TASK
Reproduce word for word the material below, from the line with "For every instance of the shallow" up to and including the line with "x=519 y=234".

EXTRACTED INFORMATION
☆ ☆ ☆ ☆ ☆ ☆ ☆

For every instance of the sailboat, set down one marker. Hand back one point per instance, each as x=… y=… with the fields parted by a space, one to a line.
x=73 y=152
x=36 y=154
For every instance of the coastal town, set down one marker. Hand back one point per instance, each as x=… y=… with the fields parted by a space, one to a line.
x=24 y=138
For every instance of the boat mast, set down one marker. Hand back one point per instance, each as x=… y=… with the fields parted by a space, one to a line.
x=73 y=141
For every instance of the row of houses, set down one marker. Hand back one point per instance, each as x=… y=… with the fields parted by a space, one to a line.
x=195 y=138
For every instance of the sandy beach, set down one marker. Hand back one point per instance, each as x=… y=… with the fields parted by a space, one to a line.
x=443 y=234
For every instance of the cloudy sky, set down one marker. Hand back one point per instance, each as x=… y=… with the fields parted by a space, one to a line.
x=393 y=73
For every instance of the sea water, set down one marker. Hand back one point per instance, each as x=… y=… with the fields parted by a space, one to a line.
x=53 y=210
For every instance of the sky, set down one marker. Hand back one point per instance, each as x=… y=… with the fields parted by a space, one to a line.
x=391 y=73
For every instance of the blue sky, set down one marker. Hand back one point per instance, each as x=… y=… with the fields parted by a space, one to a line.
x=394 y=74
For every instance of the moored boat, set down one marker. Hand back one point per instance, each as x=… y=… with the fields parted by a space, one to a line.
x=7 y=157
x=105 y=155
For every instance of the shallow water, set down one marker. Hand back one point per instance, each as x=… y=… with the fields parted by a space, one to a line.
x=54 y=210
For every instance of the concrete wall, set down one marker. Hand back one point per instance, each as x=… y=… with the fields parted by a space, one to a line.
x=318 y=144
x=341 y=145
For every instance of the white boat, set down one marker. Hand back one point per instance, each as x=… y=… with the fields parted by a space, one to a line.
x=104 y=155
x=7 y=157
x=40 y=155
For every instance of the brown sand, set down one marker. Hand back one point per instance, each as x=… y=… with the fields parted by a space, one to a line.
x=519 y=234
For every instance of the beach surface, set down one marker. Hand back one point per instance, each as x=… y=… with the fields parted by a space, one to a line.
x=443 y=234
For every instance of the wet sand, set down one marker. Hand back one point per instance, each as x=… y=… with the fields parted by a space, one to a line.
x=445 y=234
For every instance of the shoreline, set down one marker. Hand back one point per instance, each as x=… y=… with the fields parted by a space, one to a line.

☆ ☆ ☆ ☆ ☆ ☆ ☆

ANSWER TO THIS PROBLEM
For every instance of the shallow water, set down one marker. Hand back one point per instance, each as x=… y=… with the fields parted by a space, one to a line.
x=54 y=210
For every instance of the concrete wall, set down one marker. Hand back one point per instance, each as x=… y=… with the fields parted by a space, one to a line.
x=318 y=144
x=341 y=145
For every instance of the white boat, set down one marker. Hand back one point per instance, each as x=… y=… with the fields parted by a space, one to a line.
x=104 y=155
x=7 y=157
x=40 y=155
For every instance of the brown sand, set down one marker. Hand back one point per instance, each as x=… y=… with the fields parted by a space, one to a line.
x=519 y=234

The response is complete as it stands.